### Teks Pilihan

28 Oktober 2009

Pemuda-pemudi dan Budaya Kapitalistik

Oleh Bintang Fajarbudi Semesta*

Pemuda-pemudi selalu menjadi pelaku utama di dalam sejarah pembebasan di seluruh dunia. Pada jejak sejarah dunia, Sumpah Pemuda yang ditetapkan pada tanggal 28 Oktober 1928 menorehnya.

Sumpah Pemuda merupakan salah satu titik pergerakan pemuda-pemudi Indonesia. Hampir bersamaan, pemuda-pemudi di masa 1900 - 1930 bergerak secara radikal melawan imperialisme kolonialisme negara-negara Barat. Mereka bergerak karena memiliki kesadaran kelas terjajah, militansi, dan kemauan besar untuk merdeka. Di masa itu dengan kepeloporan pemuda-pemudi, bangsa Indonesia bergerak dan bangkit secara nasional. Pergerakannya diteruskan menuju masa revolusi kemerdekaan Indonesia.

Lihat saja umur beberapa di antara mereka pada masa pergerakkan. Dimulai dengan Tirto Adi Suryo. Menurut Takashi Shiraishi di dalam bukunya Zaman Bergerak (1997), Tirto adalah orang pribumi pertama yang memulai pergerakan melalui jurnalisme. Tulisannya begitu memengaruhi massa rakyat untuk bergerak dan sangat mengganggu pemerintahan kolonial. Ia mulai memberontak pada usia 20 tahun (1900). Pramoedya Ananta Toer menyebutnya Sang Pemula (2007). Ia adalah pemula bagi pergerakan priyayi, umat Islam, sampai rakyat tertindas secara umum menentang kolonialisme. Dibangun olehnya Serikat Priyayi, kumpulan priyayi yang sadar untuk memerjuangkan suatu nation yang merdeka, kelak bernama bangsa Indonesia. Di sini awal mula kebangkitan nasional. Kemudian ia membentuk Serikat Dagang Islam (1909) dan berkembang menjadi Serikat Islam. Cikal bakal perlawanan pribumi menentang imperialisme kolonialisme.

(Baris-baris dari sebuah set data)
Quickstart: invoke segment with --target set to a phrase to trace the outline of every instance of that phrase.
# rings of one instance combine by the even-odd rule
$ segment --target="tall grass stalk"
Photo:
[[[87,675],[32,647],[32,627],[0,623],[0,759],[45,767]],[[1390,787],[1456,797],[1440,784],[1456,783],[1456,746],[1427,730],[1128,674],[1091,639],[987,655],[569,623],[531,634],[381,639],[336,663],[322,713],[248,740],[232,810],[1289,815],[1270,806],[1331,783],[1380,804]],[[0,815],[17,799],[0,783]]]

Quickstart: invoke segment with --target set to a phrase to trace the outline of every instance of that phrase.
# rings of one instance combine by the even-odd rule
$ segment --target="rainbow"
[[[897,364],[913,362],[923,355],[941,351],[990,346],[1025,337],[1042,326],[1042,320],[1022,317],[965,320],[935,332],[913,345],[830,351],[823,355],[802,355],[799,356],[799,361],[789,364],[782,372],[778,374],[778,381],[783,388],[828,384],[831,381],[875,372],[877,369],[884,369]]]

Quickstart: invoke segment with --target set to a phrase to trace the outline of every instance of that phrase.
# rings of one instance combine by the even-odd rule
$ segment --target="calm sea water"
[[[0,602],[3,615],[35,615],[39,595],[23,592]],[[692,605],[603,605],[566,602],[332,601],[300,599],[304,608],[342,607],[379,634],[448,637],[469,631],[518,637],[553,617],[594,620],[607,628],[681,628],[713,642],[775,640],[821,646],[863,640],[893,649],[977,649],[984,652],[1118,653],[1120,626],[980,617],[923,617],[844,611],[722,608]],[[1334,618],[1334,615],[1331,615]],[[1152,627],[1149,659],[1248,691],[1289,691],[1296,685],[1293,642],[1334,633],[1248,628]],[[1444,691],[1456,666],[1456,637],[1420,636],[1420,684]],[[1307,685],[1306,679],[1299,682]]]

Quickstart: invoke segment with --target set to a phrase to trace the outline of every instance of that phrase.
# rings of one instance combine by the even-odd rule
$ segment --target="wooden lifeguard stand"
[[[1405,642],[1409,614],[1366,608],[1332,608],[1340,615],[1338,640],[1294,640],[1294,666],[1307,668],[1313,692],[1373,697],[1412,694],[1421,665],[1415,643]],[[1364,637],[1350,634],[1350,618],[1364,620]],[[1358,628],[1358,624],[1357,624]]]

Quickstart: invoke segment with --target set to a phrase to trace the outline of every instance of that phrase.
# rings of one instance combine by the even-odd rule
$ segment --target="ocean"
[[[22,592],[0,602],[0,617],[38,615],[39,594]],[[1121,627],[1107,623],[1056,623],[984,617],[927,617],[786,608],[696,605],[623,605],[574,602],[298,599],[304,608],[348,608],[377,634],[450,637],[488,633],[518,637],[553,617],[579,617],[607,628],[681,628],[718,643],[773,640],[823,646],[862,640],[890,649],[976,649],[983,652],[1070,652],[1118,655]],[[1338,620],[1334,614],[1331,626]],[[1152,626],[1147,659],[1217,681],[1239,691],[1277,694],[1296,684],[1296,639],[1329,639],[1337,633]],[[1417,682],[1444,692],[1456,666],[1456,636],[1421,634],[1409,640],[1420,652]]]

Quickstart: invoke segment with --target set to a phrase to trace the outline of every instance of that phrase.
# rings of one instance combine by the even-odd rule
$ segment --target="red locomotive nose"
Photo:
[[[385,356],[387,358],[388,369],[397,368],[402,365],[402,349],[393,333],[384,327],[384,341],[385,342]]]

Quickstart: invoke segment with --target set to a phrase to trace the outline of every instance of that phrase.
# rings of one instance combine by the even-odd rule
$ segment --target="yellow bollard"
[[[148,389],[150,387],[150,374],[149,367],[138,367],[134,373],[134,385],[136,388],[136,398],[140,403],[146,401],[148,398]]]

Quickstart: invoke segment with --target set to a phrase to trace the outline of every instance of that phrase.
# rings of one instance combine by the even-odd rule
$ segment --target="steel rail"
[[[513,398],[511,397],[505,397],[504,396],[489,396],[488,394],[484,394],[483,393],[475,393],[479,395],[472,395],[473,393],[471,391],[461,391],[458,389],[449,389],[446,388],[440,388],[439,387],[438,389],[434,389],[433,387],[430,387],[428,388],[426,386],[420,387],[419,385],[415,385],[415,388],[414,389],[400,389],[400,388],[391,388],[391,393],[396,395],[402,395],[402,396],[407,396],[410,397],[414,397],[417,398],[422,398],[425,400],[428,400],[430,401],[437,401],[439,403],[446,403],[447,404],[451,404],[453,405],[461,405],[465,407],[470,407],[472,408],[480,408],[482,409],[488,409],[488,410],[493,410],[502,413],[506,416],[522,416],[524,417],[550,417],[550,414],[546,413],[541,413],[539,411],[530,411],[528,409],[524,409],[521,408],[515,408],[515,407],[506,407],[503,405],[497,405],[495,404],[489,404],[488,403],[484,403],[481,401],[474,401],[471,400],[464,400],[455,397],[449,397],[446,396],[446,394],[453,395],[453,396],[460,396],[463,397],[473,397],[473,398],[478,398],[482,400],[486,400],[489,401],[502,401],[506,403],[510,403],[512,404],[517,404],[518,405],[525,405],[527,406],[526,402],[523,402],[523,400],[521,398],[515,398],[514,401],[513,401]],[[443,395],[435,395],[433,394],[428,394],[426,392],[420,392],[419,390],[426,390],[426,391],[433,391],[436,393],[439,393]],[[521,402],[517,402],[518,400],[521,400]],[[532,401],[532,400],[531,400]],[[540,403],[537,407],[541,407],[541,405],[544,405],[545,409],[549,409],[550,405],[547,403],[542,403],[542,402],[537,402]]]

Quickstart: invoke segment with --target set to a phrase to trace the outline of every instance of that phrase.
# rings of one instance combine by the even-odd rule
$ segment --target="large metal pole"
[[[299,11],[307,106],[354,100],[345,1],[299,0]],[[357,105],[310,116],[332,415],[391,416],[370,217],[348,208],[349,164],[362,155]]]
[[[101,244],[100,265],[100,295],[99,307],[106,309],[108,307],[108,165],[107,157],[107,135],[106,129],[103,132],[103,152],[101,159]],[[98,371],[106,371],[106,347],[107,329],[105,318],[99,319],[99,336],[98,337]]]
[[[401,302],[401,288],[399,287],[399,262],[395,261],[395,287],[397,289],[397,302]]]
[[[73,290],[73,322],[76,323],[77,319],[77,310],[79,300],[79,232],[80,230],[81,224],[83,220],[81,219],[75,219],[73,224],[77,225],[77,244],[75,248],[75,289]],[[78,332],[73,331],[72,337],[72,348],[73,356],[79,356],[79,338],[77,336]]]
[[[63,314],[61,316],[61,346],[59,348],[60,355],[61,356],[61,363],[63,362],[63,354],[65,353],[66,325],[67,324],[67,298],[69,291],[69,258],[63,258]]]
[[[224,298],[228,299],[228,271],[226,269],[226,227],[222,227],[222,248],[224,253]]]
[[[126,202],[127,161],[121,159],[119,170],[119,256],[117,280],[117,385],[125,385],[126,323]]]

### Daftar Tugas
A: Ringkaslah teks tentang pergerakan pemuda-pemudi di atas dalam dua kalimat.
B: Teruskan teks tentang pergerakan pemuda-pemudi mulai dari kalimat terakhirnya.

### Jawaban Tiap Tugas
A: Pemuda-pemudi selalu menjadi pelaku utama sejarah pembebasan, dan Sumpah Pemuda 28 Oktober 1928 merupakan salah satu titik pergerakan mereka ketika pada masa 1900–1930 mereka bergerak secara radikal melawan imperialisme kolonialisme Barat. Salah satu pelopornya, Tirto Adi Suryo, mulai memberontak melalui jurnalisme pada usia 20 tahun, lalu membangun Serikat Priyayi dan membentuk Serikat Dagang Islam yang berkembang menjadi Serikat Islam.

B:
Pada saat hampir bersamaan, di tempat yang berbeda, Kartini salah satu perempuan sadar di masanya, mulai bergerak. Pada usia remaja, ia menentang feodalisme dan patriarki. Saat itu juga, ia bergerak mengajar putri-putri desa. Kartini berhasil mendirikan sekolah pada usia 20 tahun (1903). Namun, ia wafat di usia yang muda, yakni 25 tahun.

Pejuang perempuan juga dilakoni oleh Dewi Sartika. Ia sudah bisa membaca dan menulis dalam bahasa Belanda saat berumur sepuluh tahun. Sejak kecil, Dewi Sartika berbakat menjadi pendidik kepada anak-anak pembantu di kepatihan. Dengan keinginannya untuk maju, pada 1902, ia berhasil membangun sekolah rakyat pada usia 18 tahun.

Selanjutnya, Sutomo melanjutkan pergerakan nasional yang telah dirintis Tirto Adi Suryo. Ia bersama kawan-kawannya di sekolah Stovia membangun Boedi Oetomo pada tahun 1908 saat berusia 20 tahun. Sejak menjadi siswa, ia sudah menunjukkan benih-benih perlawanan terhadap kolonialisme bersama kawan-kawannya. Salah satu kawannya adalah Ki Hajar Dewantara.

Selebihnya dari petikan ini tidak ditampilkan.